**EXERCISE TASK:** Write out all of the records below word for word, omitting the pictures.

**RAW DATA:**
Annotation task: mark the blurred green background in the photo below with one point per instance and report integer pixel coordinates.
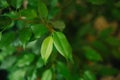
(91, 26)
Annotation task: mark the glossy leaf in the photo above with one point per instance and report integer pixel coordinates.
(46, 48)
(47, 75)
(91, 54)
(25, 60)
(42, 10)
(63, 70)
(7, 39)
(62, 45)
(25, 35)
(39, 30)
(28, 13)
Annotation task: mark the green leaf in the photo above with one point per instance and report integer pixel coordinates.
(63, 70)
(7, 39)
(8, 62)
(15, 3)
(89, 75)
(106, 33)
(18, 74)
(3, 4)
(39, 30)
(106, 70)
(62, 45)
(91, 54)
(98, 2)
(5, 22)
(0, 36)
(46, 48)
(47, 75)
(113, 41)
(28, 13)
(25, 60)
(42, 10)
(25, 35)
(59, 25)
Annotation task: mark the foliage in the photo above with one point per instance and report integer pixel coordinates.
(59, 39)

**THE COMPLETED TASK:**
Annotation task: mark the blurred green background in the photo below with one point per instance and report integer pixel coordinates.
(91, 26)
Annotation task: mark the glossy leaf in the photo above with one point per instance and report integer pixel coordinates.
(46, 48)
(47, 75)
(91, 54)
(25, 60)
(42, 10)
(63, 70)
(7, 39)
(62, 45)
(25, 35)
(39, 30)
(28, 13)
Annotation task: mark the green leaf in the photo above with one point per instance and report integer pixel coordinates.
(63, 70)
(7, 39)
(8, 62)
(15, 3)
(89, 75)
(106, 33)
(18, 74)
(3, 4)
(39, 30)
(106, 70)
(62, 45)
(91, 54)
(98, 2)
(5, 22)
(0, 36)
(46, 48)
(47, 75)
(113, 41)
(28, 13)
(25, 60)
(42, 10)
(25, 35)
(59, 25)
Annotation task: mark the foliage in the photo above with one point per instance and report integer pixel coordinates.
(59, 39)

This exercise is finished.